Exercise description: Rewrite the data below, swapping every "vase" for "vessel" and keeping all else the same. Leave the pictures out of your answer.

Records for processing:
----

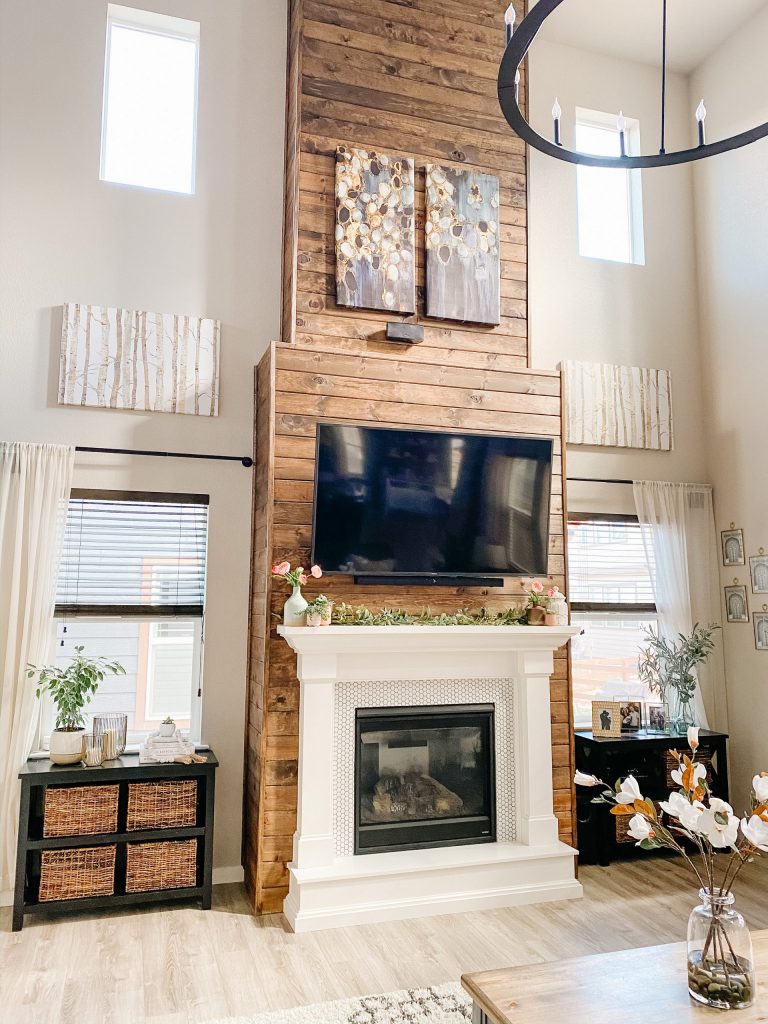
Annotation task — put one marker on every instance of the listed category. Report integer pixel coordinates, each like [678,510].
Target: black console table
[140,859]
[602,836]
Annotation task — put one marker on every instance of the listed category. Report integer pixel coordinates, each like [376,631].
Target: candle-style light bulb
[700,118]
[509,19]
[556,115]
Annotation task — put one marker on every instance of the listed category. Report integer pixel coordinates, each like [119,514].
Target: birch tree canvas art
[127,358]
[462,240]
[617,407]
[375,230]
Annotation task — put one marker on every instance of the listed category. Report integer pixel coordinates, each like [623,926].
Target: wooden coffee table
[630,987]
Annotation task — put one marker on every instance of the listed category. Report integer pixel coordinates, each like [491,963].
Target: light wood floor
[180,966]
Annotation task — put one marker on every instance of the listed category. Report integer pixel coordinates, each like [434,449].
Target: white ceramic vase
[67,747]
[294,608]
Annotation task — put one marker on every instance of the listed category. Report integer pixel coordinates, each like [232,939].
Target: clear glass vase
[721,966]
[684,718]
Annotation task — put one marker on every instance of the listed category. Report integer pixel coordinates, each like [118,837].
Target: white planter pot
[67,748]
[294,609]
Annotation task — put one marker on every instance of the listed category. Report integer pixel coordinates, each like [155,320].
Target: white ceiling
[632,29]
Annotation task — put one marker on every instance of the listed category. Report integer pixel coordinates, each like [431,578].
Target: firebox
[424,777]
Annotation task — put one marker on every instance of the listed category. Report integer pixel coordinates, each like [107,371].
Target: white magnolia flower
[756,832]
[699,774]
[760,785]
[582,778]
[719,835]
[639,828]
[629,792]
[686,813]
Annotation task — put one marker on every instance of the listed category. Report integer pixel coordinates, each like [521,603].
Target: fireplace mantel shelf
[370,639]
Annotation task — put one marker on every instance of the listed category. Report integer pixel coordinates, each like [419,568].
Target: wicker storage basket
[77,873]
[80,810]
[162,805]
[161,865]
[704,756]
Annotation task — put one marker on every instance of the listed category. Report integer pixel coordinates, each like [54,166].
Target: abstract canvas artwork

----

Task solution:
Annotation task — put one marker on every instance of the listed category. Report integer pixel coordinates, each like [678,510].
Target: black console table
[140,859]
[602,836]
Annotation task — put one marker on every instance of the listed category. Report integer pixel coordinates, each like [376,631].
Target: candle-style light bulb
[700,118]
[509,19]
[556,115]
Annotation task — put one marker on every instance of the listed category. Report integer pixel coordinates, each like [119,514].
Target: birch tree canvas art
[127,358]
[462,240]
[617,407]
[375,230]
Annotation task — put one marker on every instance of the listed category. Report integer pixel coordinates, each like [623,926].
Target: wooden coffee table
[630,987]
Annotation task — put one marker on every instance of the listed category. Report integer pixel coordinates, each like [491,963].
Target: light wood floor
[180,966]
Annotation task — put one marker on every instance of the listed category. Report integer pixel coordinates, each like [434,449].
Target: white ceramic vessel
[67,747]
[294,608]
Annotation task — put one marker on every instance of the listed category. Report integer pixel coordinates, each like [232,939].
Target: clear glass vessel
[721,966]
[684,718]
Annotation task — put one marker on every instance of the listed category. Report integer pixel coordinates, each like [118,837].
Target: white planter pot
[67,748]
[294,609]
Annotation task — put one marker on every instance of the listed category. Report integer pixel coordinates, each like [155,320].
Target: white ceiling
[632,29]
Annotation task — put one marker on every instance of the listed category. Report integer pixel coordinates, each like [431,578].
Target: firebox
[424,777]
Annotation task — put one marker on every instance of the listed category. Report integer pixel coordinates, each like [107,371].
Target: white magnolia flower
[756,832]
[699,774]
[760,785]
[582,778]
[719,835]
[639,828]
[629,792]
[686,813]
Annotation task — put one marker on every instance of the listed category. Report integer pixel coordinates, each like [521,603].
Target: fireplace mantel shelf
[370,639]
Annotation task — put one marker on every instance of the listed category. Report integer pixel coordinates, each like [419,568].
Target: wicker storage basket
[77,873]
[80,810]
[162,805]
[161,865]
[704,756]
Annotation task — put one marker on every instance of the listed category. Report integer pixel coordinates, each like [54,166].
Target: abstract canvas artwork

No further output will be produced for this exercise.